>> START
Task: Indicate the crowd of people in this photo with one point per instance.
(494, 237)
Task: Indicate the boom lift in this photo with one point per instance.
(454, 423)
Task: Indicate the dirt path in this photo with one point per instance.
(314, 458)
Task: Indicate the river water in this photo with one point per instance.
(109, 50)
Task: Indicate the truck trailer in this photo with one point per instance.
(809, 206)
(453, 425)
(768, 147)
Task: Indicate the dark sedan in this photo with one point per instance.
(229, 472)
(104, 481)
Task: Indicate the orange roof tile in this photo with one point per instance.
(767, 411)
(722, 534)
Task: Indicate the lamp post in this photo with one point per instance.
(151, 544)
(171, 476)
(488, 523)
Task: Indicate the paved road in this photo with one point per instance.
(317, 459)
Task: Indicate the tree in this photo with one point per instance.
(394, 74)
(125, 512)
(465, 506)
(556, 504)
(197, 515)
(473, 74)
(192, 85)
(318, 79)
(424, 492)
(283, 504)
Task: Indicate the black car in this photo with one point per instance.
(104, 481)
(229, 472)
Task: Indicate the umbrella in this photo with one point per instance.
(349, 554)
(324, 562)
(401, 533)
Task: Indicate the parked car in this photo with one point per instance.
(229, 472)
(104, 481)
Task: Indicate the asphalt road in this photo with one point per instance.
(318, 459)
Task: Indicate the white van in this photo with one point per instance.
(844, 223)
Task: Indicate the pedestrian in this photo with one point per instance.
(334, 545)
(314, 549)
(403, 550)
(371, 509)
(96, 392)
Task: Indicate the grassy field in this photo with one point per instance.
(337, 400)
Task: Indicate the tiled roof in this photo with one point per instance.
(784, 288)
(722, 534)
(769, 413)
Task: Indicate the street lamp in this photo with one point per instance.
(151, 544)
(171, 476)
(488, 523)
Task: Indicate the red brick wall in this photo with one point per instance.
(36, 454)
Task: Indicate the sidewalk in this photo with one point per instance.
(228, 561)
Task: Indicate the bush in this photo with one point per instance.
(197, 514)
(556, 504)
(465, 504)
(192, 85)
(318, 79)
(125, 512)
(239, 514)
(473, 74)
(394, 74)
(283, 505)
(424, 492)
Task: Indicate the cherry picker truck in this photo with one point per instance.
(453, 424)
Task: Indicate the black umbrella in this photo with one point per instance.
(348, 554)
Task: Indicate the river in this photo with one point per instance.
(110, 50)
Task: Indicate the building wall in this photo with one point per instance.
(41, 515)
>> END
Can you reproduce verbatim the part of the records that opens with the line containing "Task: Indicate the black umbrella", including that line, and runs through the end of the records?

Task: Indicate the black umbrella in this photo with one point per instance.
(348, 554)
Task: Indicate the river in this photo with one point per instance.
(110, 50)
Task: Indicate the building wall in this photo with one point per instance.
(41, 515)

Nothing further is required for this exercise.